TEXT PASSAGE –
[START]
This patch introduce a new kdump-capture.service which is used to run
kdump.sh.
kdump-capture.service has OnFailure=emergency.target and
OnFailureIsolate=yes set. When kdump.sh fails, the kdump emergency
service will be triggered and enter the error handling path.
In 2nd kernel, the default target for systemd is initrd.target, so we
put kdump-capture.service in initrd.target.wants/ and by that, system
will start kdump-capture as part of the boot process.
kdump.sh used to run in dracut-pre-pivot hook. Now kdump-capture.service
is placed after dracut-pre-pivot.service and other dependencies are all
copied from dracut-pre-pivot.service. So the start point of
kdump.sh will be almost the same as it used to be.
Signed-off-by: WANG Chao <chaowang@redhat.com>
Acked-by: Vivek Goyal <vgoyal@redhat.com>
Acked-by: Dave Young <dyoung@redhat.com>
Now upon failure kdump script might not be called at all and it might
not be able to execute default action. It results in a hang.
Because we disable emergency shell and rely on kdump.sh being invoked
through dracut-pre-pivot hook. But it might happen that we never call
into dracut-pre-pivot hook because certain systemd targets could not
reach due to failure in their dependencies. In those cases error
handling code does not run and system hangs. For example:
sysroot-var-crash.mount --> initrd-root-fs.target --> initrd.target \
--> dracut-pre-pivot.service --> kdump.sh
If /sysroot/var/crash mount fails, initrd-root-fs.target will not be
reached. And then initrd.target will not be reached,
dracut-pre-pivot.service wouldn't run. Finally kdump.sh wouldn't run.
[END]
EXERCISE REQUIREMENTS –
1. Report every line of the records that contains the string "drawing", copying each line in full and matching case exactly.
2. Pick up the kdump-capture.service patch description where it stops and carry it forward.

DATA ROWS –
[START]
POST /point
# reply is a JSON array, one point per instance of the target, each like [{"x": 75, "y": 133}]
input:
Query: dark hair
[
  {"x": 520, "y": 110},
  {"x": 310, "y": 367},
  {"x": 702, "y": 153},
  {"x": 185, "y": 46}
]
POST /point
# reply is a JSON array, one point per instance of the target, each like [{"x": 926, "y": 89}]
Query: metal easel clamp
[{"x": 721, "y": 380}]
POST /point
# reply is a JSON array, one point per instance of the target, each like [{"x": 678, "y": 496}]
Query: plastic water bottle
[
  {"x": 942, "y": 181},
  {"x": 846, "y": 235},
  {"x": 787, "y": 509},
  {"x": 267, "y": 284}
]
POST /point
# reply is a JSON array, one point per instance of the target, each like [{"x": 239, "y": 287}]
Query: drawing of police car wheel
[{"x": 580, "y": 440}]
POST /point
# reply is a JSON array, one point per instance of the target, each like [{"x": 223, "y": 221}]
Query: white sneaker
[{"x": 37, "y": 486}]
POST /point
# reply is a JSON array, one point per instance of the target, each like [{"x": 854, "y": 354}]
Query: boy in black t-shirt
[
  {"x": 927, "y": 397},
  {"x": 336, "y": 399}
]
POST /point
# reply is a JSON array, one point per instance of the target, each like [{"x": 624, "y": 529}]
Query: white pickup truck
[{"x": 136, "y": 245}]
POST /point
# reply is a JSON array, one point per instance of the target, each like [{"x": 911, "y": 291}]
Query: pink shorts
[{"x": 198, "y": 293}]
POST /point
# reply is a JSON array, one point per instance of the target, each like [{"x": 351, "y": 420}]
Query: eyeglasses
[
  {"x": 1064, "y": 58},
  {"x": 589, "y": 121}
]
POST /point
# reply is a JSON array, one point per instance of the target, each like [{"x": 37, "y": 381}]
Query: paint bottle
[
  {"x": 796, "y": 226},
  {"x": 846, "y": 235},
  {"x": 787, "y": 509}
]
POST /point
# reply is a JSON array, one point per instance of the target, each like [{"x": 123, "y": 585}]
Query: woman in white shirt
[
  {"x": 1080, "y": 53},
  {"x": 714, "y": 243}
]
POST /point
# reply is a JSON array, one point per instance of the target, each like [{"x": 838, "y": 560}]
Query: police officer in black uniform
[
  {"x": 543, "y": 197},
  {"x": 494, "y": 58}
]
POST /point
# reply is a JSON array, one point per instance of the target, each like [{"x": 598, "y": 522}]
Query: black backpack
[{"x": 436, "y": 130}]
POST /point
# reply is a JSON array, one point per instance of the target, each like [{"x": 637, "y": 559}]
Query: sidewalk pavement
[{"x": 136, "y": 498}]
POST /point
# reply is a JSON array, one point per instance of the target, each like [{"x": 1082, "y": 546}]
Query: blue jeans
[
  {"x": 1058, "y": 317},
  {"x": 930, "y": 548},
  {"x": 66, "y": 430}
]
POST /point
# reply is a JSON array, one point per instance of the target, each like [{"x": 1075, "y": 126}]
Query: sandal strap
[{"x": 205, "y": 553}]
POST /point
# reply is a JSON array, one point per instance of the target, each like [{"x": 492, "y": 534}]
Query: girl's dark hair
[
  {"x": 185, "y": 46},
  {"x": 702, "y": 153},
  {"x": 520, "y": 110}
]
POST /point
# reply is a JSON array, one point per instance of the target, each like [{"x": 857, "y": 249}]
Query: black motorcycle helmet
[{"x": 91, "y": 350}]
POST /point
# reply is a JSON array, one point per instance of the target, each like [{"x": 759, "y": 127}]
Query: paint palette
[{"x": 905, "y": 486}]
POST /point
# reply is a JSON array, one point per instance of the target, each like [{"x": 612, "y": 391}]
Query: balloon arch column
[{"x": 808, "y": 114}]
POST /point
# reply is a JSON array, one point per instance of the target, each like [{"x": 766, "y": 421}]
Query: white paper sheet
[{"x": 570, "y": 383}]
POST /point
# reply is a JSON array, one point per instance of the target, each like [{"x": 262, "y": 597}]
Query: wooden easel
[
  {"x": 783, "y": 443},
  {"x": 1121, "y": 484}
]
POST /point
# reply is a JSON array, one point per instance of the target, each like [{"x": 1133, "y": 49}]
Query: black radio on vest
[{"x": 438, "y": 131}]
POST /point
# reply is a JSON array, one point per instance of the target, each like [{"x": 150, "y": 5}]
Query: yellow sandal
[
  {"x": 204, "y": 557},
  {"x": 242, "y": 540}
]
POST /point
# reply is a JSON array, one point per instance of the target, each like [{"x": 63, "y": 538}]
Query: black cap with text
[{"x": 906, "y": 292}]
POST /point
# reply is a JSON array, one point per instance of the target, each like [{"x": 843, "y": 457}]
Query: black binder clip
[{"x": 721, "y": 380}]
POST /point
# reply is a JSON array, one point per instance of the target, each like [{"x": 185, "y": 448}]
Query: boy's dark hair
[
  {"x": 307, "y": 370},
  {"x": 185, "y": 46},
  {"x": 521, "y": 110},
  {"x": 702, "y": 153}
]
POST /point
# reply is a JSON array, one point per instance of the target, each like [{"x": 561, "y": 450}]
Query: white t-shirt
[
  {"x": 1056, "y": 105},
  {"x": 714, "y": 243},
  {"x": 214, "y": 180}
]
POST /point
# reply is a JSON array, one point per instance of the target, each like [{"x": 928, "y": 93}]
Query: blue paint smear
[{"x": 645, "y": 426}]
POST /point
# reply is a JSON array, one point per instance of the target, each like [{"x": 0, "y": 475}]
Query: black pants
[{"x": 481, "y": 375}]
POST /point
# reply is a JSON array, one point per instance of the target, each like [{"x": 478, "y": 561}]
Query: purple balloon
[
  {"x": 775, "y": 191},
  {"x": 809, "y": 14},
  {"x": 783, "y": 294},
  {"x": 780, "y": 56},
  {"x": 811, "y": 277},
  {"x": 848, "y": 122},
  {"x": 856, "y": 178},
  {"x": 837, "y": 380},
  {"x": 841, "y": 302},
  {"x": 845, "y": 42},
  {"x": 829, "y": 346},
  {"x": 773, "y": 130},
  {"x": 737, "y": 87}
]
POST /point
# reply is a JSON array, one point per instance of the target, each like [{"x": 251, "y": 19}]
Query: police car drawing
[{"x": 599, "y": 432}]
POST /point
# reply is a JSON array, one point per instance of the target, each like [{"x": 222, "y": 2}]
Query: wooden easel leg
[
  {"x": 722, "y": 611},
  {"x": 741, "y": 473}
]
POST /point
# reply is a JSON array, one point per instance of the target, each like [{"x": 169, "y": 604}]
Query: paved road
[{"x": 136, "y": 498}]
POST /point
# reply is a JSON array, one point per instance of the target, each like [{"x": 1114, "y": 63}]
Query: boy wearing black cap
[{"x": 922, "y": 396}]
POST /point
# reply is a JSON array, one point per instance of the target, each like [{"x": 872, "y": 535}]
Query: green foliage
[END]
SOLVED TASKS –
1.
Query: drawing of police car wheel
Query: police car drawing

2.
To solve this problem, we need to separate the error handling code from
dracut-pre-pivot hook, and every time when a failure shows up, the
separated code can be called by the emergency service.
By default systemd provides an emergency service which will drop us into
shell every time upon a critical failure. It's very convenient for us to
re-use the framework of systemd emergency, because we don't have to
touch the other parts of systemd. We can use our own script instead of
the default one.
This new scheme will overwrite emergency shell and replace with kdump
error handling code. And this code will do the error handling as needed.
Now, we will not rely on dracut-pre-pivot hook running always. Instead
whenever error happens and it is serious enough that emergency shell
needed to run, now kdump error handler will run.
dracut-emergency is also replaced by kdump error handler and it's
enabled again all the way down. So all the failure (including systemd
and dracut) in 2nd kernel could be captured, and trigger kdump error
handler.
dracut-initqueue is a special case, which calls "systemctl start
emergency" directly, not via "OnFailure=emergency". In case of failure,
emergency is started, but not in a isolation mode, which means
dracut-initqueue is still running. On the other hand, emergency will
call dracut-initqueue again when default action is dump_to_rootfs.
systemd would block on the last dracut-initqueue, waiting for the first
instance to exit, which leaves us hang. It looks like the following:
dracut-initqueue (running)
--> call dracut-emergency:
--> dracut-emergency (running)
--> kdump-error-handler.sh (running)
--> call dracut-initqueue:
--> blocking and waiting for the original instance to exit.
To fix this, I'd like to introduce a wrapper emergency service. This
emegency service will replace both the systemd and dracut emergency. And
this service does nothing but to isolate to real kdump error handler
service:
dracut-initqueue (running)
--> call dracut-emergency:
--> dracut-emergency isolate to kdump-error-handler.service
--> dracut-emergency and dracut-initqueue will both be stopped
and kdump-error-handler.service will run kdump-error-handler.sh.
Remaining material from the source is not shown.